• Document section:
####################

Competitive binding of small antagonistic peptides to the OsER1 receptor optimizes rice panicle architecture.

Abstract

Rice panicle architecture is a pivotal trait that strongly contributes to grain yield. Small peptide ligands from the OsEPF/EPFL family synergistically control panicle architecture by recognition of the OsER1 receptor and subsequent activation of the OsMKKK10-OsMKK4-OsMPK6 cascade, indicating that specific ligand-receptor pairs orchestrate rice panicle development. However, how small homologous peptides fine-tune organ morphogenesis by targeting a common receptor remains elusive. Here, we report that the small peptide OsEPFL5 acts as a ligand of the OsER1 receptor that inactivates the OsMKKK10-OsMKK4-OsMPK6 cascade, suggesting that OsEPFL5 plays the opposite role to that of the OsEPFL6/7/8/9 subfamily in regulating spikelet number per panicle and grain size. Notably, OsEPFL5 competitively replaces the OsEPFL6, OsEPFL7, OsEPFL8, or OsEPFL9 binding to the OsER1 receptor, exposing antagonistic competition between small homologous peptides. Specifically enhancing expression of OsEPFL5 significantly improves grain yield by suppressing functions of the ligand-receptor pairs of OsEPFL6-OsER1, OsEPFL7-OsER1, OsEPFL8-OsER1, and OsEPFL9-OsER1, suggesting that competitive binding to the OsER1 receptor by small antagonistic peptides can optimize rice panicle architecture. Our findings elucidate how a receptor agonist and antagonist define inductive and inhibitory cues to shape rice panicle architecture, thus providing a new method of rationally breaking yield trait coupling by manipulating small antagonistic peptides.

####################

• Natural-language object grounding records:

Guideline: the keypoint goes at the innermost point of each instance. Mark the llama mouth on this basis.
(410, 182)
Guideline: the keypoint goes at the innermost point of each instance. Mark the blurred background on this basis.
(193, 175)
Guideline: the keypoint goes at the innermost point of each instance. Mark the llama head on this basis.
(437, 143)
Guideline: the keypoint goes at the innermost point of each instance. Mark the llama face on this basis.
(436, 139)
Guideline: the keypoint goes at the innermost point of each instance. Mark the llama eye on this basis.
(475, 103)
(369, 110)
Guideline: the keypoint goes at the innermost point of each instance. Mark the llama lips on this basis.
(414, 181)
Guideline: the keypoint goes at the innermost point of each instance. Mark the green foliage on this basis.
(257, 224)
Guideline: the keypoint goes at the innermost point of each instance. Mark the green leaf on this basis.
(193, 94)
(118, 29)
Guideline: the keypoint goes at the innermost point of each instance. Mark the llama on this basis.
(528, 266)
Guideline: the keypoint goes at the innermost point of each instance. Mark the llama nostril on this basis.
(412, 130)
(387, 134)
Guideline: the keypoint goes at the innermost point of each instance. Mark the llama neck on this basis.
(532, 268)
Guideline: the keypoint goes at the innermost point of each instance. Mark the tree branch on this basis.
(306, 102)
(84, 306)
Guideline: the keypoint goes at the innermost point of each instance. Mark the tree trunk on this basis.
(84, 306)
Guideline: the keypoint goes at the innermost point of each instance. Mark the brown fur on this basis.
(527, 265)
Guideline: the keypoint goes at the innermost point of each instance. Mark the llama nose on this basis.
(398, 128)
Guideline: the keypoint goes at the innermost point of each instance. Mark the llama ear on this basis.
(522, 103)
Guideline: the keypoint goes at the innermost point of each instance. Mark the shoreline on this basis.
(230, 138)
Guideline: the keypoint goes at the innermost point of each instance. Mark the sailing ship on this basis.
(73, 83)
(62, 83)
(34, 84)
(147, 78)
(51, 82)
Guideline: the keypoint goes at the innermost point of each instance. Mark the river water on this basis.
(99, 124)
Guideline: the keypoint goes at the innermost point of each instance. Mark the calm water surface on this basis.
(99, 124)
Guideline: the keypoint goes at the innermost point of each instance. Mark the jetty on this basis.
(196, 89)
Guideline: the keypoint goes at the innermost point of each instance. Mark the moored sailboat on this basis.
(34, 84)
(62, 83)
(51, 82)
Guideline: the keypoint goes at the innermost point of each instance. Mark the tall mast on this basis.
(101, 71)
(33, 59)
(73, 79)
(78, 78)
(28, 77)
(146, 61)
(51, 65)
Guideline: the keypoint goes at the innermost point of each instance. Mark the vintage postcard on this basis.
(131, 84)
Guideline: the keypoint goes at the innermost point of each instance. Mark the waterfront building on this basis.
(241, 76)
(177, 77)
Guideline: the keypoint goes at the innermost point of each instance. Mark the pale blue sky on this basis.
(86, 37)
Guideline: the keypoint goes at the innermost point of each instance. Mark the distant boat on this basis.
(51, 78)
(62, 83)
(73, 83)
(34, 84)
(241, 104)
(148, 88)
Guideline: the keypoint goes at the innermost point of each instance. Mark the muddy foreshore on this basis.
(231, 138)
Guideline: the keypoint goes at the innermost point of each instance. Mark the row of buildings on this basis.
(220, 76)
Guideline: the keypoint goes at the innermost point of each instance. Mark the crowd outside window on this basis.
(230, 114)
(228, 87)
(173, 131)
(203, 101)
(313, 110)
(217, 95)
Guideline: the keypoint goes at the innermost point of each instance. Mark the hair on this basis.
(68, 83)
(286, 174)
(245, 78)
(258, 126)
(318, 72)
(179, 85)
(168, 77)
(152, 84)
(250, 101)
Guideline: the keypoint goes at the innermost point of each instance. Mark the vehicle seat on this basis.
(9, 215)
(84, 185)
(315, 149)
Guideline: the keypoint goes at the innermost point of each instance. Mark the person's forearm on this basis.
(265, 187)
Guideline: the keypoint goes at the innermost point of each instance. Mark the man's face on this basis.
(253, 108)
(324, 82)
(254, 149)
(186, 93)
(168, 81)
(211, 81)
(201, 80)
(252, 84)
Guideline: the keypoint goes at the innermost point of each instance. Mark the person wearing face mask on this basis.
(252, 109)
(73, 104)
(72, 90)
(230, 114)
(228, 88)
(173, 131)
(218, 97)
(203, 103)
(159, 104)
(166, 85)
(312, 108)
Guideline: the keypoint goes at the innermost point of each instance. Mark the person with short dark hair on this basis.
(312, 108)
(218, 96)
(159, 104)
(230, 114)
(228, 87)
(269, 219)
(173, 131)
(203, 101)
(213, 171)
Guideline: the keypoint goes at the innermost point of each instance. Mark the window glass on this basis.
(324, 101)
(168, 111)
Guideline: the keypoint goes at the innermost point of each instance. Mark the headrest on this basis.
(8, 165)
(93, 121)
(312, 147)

####################

• Problem A: Summarize the abstract in two sentences.
• Problem B: List every small peptide that the abstract names individually.

• Solution A: The small peptide OsEPFL5 binds the rice OsER1 receptor and inactivates the OsMKKK10-OsMKK4-OsMPK6 cascade, playing the opposite role to the OsEPFL6/7/8/9 subfamily and competitively replacing those peptides at the receptor. Enhancing OsEPFL5 expression significantly improves grain yield by suppressing those ligand-receptor pairs, which offers a new method of breaking yield trait coupling by manipulating small antagonistic peptides.

• Solution B: OsEPFL5, OsEPFL6, OsEPFL7, OsEPFL8, OsEPFL9